• _Aim of the task_:
In the passage on the Oegophiurida, what is the name of the one recent species in this otherwise extinct order?

[[ Supplied passage, beginning ]]

Oegophiurida

Scientific classification
- Kingdom: Animalia
- Phylum: Echinodermata
- Class: Ophiuroidea
- Order: Oegophiurida Matsumoto, 1915
- Suborders: Zeugophiurina †Lysophiurina

= Oegophiurida =

Order of brittle stars

The Oegophiurida are an order of brittle stars, class Ophiuroidea.

The physical characteristics of this order include well separated lateral plates, which expose the oral surface of radial ossicles. It also has vertebrae with streptospondylous (hourglass) articulation, which thus allow for vertical and horizontal movements. The order has neither oral nor radial shields. They have paired serial gonads arranged segmentally along the arm. The hyponeural groove is covered by soft integument, which forms a spacious epineural canal that is not closed over by ventral arm plates. The disk is covered by naked or granulated skin, or by imbricating scales.

The Oegophiurida are extinct except for a recent species, Ophiocanops fugiens, which has several remarkable features. In each arm is a single digestive caecum. The caecum wall has many folds which enlarge the absorbing surface. This is similar to the structure in asteroids. Nothing, however, is known of this species' microscopic gut structure. Its gonads also stretch into the arms, also common to asteroids. Both of these are hardly present in other orders of the class. The skeleton is similar to other ophiuroids, except the paired right and left vertebrae are not fused, albeit set in orderly fashion. Also absent are ventral arm plates and radial and oral shields. Previously, the Oegophiurida were known only to exist from the lower Ordovician to the upper Carboniferous periods. However, most features of O. fugiens conform to this order, such as the absence of genital plates and genital bursae. They also lack dorsal or ventral arm plates. However, some recent studies have challenged the classification of O. fugiens as oegophiurid.

[[ Supplied passage, end ]]
[[ Data supplied, beginning ]]

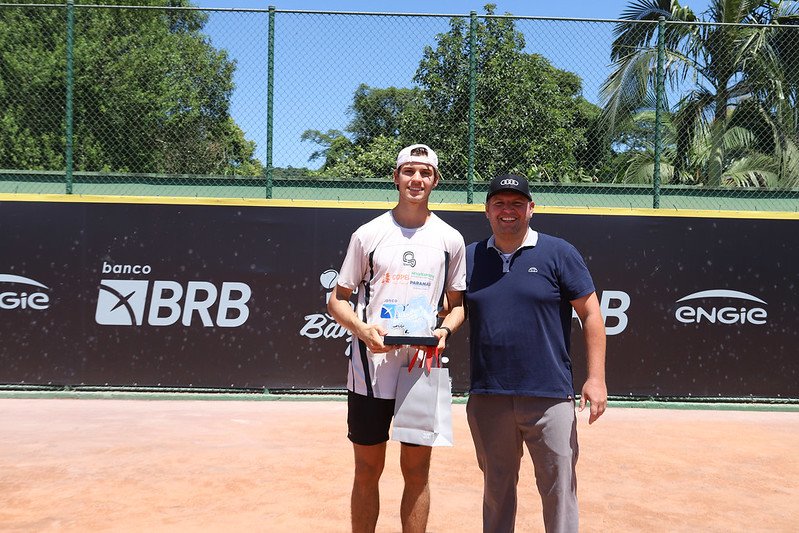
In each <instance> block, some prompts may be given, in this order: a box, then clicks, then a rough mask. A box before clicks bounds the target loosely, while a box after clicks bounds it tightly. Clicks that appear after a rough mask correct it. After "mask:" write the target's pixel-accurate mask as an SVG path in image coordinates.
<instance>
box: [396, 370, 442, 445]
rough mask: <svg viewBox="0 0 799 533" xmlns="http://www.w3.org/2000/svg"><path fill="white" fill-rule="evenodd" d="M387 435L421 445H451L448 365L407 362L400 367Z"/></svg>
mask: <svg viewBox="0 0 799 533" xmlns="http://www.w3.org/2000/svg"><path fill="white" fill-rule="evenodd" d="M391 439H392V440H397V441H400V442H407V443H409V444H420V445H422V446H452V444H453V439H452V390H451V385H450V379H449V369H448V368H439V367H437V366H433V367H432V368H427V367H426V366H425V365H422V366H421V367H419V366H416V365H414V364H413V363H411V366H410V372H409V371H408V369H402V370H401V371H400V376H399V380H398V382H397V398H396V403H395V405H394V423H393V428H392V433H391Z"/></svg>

[[ Data supplied, end ]]
[[ Data supplied, beginning ]]

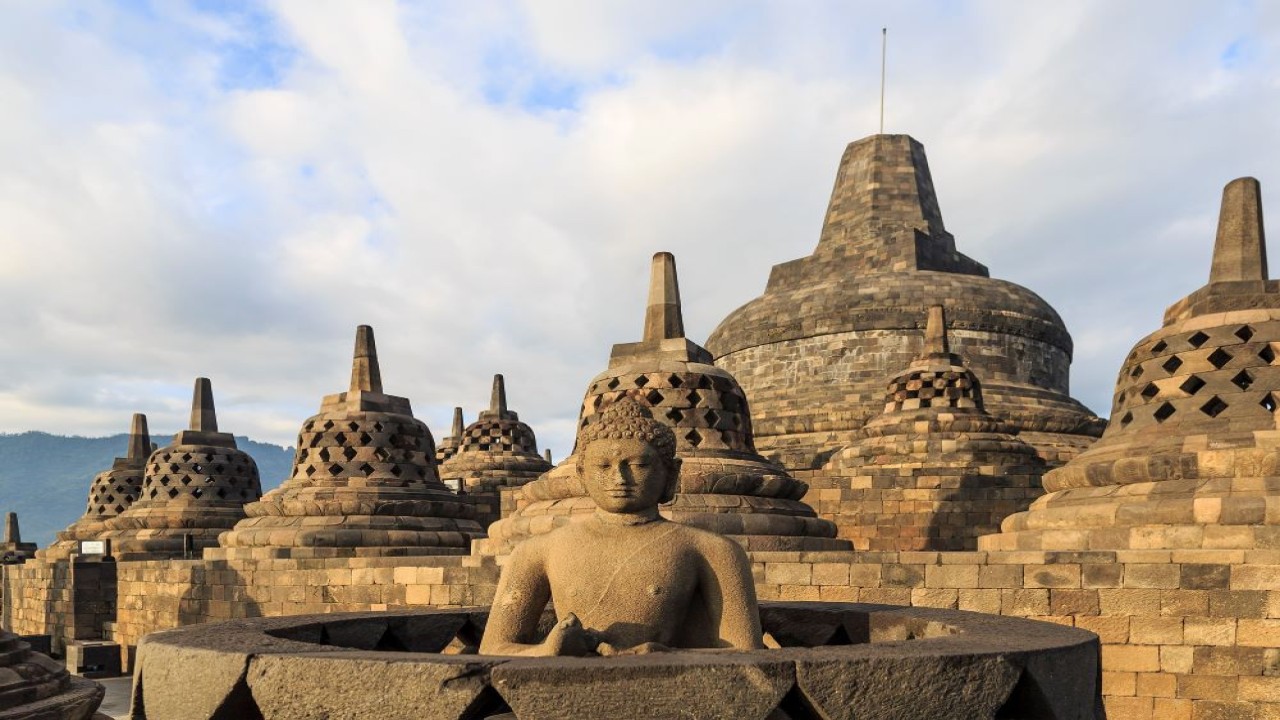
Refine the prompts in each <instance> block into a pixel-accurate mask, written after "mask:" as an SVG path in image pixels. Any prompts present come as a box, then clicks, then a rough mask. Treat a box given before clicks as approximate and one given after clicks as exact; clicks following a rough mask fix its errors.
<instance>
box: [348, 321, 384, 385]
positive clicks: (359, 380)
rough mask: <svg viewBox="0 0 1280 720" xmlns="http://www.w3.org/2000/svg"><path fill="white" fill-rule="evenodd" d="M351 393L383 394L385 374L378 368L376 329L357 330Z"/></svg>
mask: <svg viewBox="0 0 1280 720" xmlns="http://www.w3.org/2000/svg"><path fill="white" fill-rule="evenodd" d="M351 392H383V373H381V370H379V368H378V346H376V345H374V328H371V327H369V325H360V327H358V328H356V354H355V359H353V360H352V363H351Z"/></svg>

[[ Data supplied, end ]]
[[ Data supplied, beginning ]]

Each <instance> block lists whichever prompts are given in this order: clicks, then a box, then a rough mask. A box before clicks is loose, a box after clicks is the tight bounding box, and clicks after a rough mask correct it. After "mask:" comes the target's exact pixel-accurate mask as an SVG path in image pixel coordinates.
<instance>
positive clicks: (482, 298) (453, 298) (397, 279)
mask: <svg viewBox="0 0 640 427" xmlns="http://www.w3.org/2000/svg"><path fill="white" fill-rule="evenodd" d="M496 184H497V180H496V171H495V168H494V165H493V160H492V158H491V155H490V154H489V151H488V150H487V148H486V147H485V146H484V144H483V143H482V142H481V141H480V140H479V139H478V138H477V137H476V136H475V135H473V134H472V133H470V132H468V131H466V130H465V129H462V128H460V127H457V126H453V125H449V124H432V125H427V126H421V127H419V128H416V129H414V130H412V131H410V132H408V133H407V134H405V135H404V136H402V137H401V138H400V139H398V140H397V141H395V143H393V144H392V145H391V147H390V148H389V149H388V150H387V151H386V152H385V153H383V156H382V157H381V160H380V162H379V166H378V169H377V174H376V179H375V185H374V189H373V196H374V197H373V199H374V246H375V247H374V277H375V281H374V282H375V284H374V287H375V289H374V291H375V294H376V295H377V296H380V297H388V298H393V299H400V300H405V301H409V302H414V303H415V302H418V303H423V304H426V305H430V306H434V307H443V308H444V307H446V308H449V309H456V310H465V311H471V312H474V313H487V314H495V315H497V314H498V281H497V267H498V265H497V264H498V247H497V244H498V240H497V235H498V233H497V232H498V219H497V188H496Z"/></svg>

[[ Data supplied, end ]]

• _Final answer_:
Ophiocanops fugiens